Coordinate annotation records
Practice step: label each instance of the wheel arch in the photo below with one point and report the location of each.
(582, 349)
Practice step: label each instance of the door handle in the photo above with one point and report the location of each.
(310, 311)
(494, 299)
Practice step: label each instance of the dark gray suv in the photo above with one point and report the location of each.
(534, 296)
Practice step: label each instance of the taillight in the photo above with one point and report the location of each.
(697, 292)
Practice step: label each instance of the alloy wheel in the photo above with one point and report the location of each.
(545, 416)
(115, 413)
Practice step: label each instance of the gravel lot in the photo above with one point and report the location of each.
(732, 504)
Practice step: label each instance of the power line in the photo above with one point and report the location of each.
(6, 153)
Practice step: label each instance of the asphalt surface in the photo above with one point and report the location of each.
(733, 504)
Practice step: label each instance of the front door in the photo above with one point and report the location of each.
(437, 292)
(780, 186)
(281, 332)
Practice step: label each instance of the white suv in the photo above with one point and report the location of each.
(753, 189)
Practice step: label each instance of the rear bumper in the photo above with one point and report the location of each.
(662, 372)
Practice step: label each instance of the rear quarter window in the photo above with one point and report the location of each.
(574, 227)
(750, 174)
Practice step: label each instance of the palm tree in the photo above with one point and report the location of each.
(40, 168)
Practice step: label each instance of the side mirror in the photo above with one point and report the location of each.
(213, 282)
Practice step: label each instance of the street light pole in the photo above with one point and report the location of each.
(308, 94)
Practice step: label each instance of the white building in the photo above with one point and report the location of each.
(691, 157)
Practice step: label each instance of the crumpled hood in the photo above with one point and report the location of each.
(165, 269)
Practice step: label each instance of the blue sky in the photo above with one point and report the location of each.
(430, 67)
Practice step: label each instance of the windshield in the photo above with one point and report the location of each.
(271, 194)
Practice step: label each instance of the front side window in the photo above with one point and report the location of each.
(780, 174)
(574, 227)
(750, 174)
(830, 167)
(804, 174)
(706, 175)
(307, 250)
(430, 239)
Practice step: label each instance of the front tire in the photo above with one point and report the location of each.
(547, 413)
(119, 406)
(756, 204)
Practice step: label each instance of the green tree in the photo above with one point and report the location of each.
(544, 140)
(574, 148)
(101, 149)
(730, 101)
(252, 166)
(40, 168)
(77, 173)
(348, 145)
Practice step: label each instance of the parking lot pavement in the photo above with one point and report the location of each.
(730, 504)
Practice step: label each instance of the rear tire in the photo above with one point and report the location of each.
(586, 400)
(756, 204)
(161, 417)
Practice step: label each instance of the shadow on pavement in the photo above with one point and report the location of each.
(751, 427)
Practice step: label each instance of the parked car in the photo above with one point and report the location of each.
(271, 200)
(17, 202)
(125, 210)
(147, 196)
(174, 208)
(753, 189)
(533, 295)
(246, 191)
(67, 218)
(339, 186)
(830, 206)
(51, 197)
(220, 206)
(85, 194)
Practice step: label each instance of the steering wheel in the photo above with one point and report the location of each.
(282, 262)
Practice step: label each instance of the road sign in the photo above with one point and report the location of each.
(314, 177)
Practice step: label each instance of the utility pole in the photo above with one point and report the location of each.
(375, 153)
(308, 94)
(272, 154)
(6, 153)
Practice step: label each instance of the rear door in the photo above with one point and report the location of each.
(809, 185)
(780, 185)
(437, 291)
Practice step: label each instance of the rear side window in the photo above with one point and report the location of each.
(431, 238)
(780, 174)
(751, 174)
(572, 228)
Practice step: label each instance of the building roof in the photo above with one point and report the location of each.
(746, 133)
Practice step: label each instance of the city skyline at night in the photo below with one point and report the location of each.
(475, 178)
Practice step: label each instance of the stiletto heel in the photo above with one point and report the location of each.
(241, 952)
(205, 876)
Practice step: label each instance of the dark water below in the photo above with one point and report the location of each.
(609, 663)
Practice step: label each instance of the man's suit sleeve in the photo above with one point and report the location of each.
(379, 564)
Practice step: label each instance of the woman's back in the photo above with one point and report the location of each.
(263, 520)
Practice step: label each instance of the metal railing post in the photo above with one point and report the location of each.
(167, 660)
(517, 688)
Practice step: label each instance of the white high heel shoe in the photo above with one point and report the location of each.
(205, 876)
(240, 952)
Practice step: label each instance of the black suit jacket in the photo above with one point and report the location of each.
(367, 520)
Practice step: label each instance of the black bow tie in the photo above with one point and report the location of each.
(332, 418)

* **Aim**
Every record should be given again exactly.

* **Answer to the task**
Practice step: label each instance of the wheel arch in the photo below with one point and report the location of each.
(582, 349)
Practice step: label each instance of the door handle in the photo above with one point and report the location of each.
(310, 311)
(494, 299)
Practice step: label each instance of the dark gray suv in the photo above with one point and report the location of each.
(534, 296)
Practice step: label each instance of the taillight in the photo above with one point and report the location of each.
(697, 292)
Practice step: label each instance of the alloy wheel in the photo above with one point and report the location of each.
(545, 416)
(115, 413)
Practice step: label each instance of the gravel lot in the photo above with one point and report the location of each.
(732, 504)
Practice step: label each instance of the power line in the photo above with one point and report the location of each.
(6, 153)
Practice step: label each instance of the asphalt surface in the photo above with one point and report the location of each.
(733, 504)
Practice step: label each instance of the front door in the photo above with one point and report the location of each.
(437, 292)
(780, 186)
(281, 332)
Practice step: label each instance of the white suv in the photo above with one point and report the location of each.
(753, 189)
Practice step: label each instance of the rear bumper in the photo above with one point and report the location of each.
(662, 372)
Practice step: label each instance of the rear quarter window in the photo above with one point and report the location of each.
(574, 227)
(750, 174)
Practice step: label each instance of the palm tree in the photo above with one point and report the location of each.
(40, 168)
Practice step: label each instance of the side mirror in the photo above with one point and report the location of each.
(213, 282)
Practice step: label each instance of the street light pole in the photo above with one point and report the location of each.
(308, 94)
Practice step: label each instance of the white building in the photo above with one point and report the location of each.
(691, 157)
Practice step: label each instance of the crumpled hood in the photo above with one point and report the location of each.
(165, 269)
Practice step: label each instance of the blue sky in the photo above with one point and report the location of each.
(430, 67)
Practice step: label each instance of the windshield in the photo above with one point and report the location of each.
(271, 194)
Practice step: label each instance of the front side window in the photo above with one point and report the location of each.
(780, 174)
(574, 227)
(750, 174)
(830, 167)
(804, 174)
(706, 175)
(307, 250)
(430, 239)
Practice step: label each instance of the front tire in the photo above with one point and report the location of each.
(547, 413)
(119, 406)
(756, 204)
Practice step: label each instance of the green tree in the photo above with one point and report the location of each.
(544, 140)
(574, 148)
(101, 149)
(730, 101)
(252, 166)
(40, 168)
(77, 173)
(348, 145)
Practice step: label each instance of the parking lot pavement in the photo above with one point and report the location of each.
(730, 504)
Practice step: label each instance of the rear tire in the photo above with one point and report the location of each.
(586, 400)
(756, 204)
(161, 417)
Practice step: label each instance of the shadow on pavement in the photo above with one point and report the location of each.
(751, 427)
Practice step: label each instance of the parked car in the photo above with one point and report the location of each.
(271, 200)
(17, 202)
(125, 210)
(147, 196)
(174, 208)
(753, 189)
(533, 295)
(246, 191)
(67, 218)
(339, 186)
(830, 206)
(51, 197)
(220, 206)
(85, 194)
Practice step: label each instance of the steering wheel in the photo above with one point and report the location of each.
(282, 262)
Practice step: label each instance of the road sign in the photo above with one point and report the location of each.
(314, 177)
Practice step: label each instance of the utility pole in the photo above with one point and report the location of each.
(375, 153)
(308, 94)
(272, 154)
(6, 153)
Practice step: label each instance of the rear door in the photo above with one point and report the location of each.
(809, 185)
(780, 185)
(437, 291)
Practice step: label each instance of the rear side window in the photo above with one point and report the location of each.
(431, 238)
(780, 174)
(751, 174)
(572, 228)
Practice step: label each instance of the building roof in the photo above with one point and report the location of each.
(746, 133)
Practice step: label each instance of the city skyline at night in the photo below with one point and report the location of each.
(475, 178)
Practice step: label each instance of the stiletto heel in the photo above with one point and report the location of each.
(241, 952)
(205, 876)
Practice step: label each instance of the dark water below in the photo above with one point and report the location of each.
(609, 663)
Practice step: label each instance of the man's suit sleeve in the photo above with one point and report the location of each.
(379, 564)
Practice step: label each instance of the woman's back in the photo above with one point and report the location of each.
(263, 520)
Practice step: label each instance of the metal railing post in the photo above with one point and report the location of each.
(167, 660)
(517, 688)
Practice step: label each instance of the white high heel shoe in the photo above with one point and report the location of each.
(205, 876)
(240, 952)
Practice step: label each instance of the black suit jacket in the photo above with one point and report the location of each.
(367, 520)
Practice step: label each instance of the black bow tie in the photo above with one point and report the location of each.
(332, 418)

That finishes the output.